## TRECHO:
+-------+
Ainda segundo a direção do ICB, curto prazo corresponde a 24 meses, que é o período de duração do afastamento. “Uma carta do prof. Kevin Wainwright, do BCIT, endereçada ao prof. Zanotto, e anexada na documentação apresentada ao CTA, comprova isso. O aceite do pedido do prof. Zanotto ainda está em avaliação no BCIT, aguardando somente o visto de imigração. Portanto, está realmente pendente”.
A reportagem também questionou se o afastamento por dois anos sem prejuízo dos vencimentos é medida usual no ICB. “O afastamento, sem prejuízo dos vencimentos, está amparado pelo inciso IV, do artigo 40, do Estatuto do Docente da USP (Resolução USP 7.271). O prazo do afastamento também está dentro do permitido, ou seja, máximo de dois anos (Artigo 41)”, declarou a direção. “Não haverá contrapartida financeira por parte da instituição anfitriã (Artigo 42) e toda a documentação está em conformidade com o exigido (Artigo 43). O requisitante também assinará termo de compromisso (Artigo 46) que o obrigará a permanecer na Universidade de São Paulo após seu retorno por prazo não inferior ao do afastamento. Em resumo, o processo ocorreu como de praxe, sendo que não houve qualquer impedimento legal ou técnico que justificasse a negação do pedido”.
+-------+
## DADOS FORNECIDOS:
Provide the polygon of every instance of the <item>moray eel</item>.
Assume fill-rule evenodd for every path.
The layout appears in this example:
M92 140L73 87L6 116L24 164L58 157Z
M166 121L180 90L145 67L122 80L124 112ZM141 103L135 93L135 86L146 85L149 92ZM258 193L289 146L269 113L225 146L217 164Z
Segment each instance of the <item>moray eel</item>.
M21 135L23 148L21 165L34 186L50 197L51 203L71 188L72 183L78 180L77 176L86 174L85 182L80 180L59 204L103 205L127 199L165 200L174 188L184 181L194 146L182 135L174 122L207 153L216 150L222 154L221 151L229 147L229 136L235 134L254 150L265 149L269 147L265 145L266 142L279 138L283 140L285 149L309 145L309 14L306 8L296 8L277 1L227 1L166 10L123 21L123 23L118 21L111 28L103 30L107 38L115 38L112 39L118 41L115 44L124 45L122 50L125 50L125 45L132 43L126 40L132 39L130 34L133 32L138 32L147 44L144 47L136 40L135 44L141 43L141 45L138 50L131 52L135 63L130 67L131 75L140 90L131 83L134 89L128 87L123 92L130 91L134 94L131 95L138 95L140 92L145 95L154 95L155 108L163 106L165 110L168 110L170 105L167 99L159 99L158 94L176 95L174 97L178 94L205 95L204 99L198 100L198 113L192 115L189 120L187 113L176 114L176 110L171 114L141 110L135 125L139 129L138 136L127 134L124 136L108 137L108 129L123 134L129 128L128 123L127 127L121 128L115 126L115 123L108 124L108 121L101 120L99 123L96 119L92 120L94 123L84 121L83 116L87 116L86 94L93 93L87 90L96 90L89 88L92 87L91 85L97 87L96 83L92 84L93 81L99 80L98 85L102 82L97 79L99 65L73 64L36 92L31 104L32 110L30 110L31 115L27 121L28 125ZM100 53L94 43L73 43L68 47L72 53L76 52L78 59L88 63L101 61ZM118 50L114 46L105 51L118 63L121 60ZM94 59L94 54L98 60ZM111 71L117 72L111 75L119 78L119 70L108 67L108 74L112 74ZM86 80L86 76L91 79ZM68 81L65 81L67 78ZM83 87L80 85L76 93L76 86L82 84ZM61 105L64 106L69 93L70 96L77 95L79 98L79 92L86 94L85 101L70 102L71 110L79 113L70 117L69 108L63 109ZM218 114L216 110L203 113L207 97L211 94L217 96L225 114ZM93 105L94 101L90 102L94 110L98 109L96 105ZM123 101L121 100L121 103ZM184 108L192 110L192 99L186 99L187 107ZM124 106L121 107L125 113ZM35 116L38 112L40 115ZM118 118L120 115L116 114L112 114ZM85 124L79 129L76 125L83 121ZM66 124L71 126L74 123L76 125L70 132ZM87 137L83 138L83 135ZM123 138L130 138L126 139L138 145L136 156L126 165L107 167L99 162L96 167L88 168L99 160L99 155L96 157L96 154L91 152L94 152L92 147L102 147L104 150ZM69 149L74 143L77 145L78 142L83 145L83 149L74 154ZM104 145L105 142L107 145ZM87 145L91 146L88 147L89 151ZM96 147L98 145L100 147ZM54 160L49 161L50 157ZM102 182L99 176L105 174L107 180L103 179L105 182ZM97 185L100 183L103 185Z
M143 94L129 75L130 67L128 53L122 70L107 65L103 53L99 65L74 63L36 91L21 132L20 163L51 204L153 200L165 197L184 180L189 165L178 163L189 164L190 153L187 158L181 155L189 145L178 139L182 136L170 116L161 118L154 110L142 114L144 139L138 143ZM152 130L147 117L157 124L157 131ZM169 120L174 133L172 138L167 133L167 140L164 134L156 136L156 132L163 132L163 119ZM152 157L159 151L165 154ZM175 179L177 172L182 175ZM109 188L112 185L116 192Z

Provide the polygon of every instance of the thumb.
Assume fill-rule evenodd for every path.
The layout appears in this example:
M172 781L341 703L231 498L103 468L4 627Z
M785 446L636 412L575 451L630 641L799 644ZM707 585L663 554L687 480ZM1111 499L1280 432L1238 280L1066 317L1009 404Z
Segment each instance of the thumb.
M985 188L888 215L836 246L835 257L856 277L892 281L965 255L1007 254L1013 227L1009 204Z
+-------+
## LISTA DE ATIVIDADES:
1 > Liste todos os artigos do Estatuto do Docente da USP mencionados no trecho.
2 > Responda, por favor, às perguntas sobre o trecho:
(a) A quantos meses corresponde o curto prazo?
(b) O que o aceite do pedido no BCIT ainda aguarda?
(c) Por quanto tempo o requisitante deverá permanecer na Universidade de São Paulo após seu retorno?
Os dados não têm relação com o trecho.

## RESPOSTAS FORNECIDAS:
1 > Artigo 40 (inciso IV), Artigo 41, Artigo 42, Artigo 43, Artigo 46

2 >
(a) A 24 meses.
(b) Somente o visto de imigração.
(c) Por prazo não inferior ao do afastamento.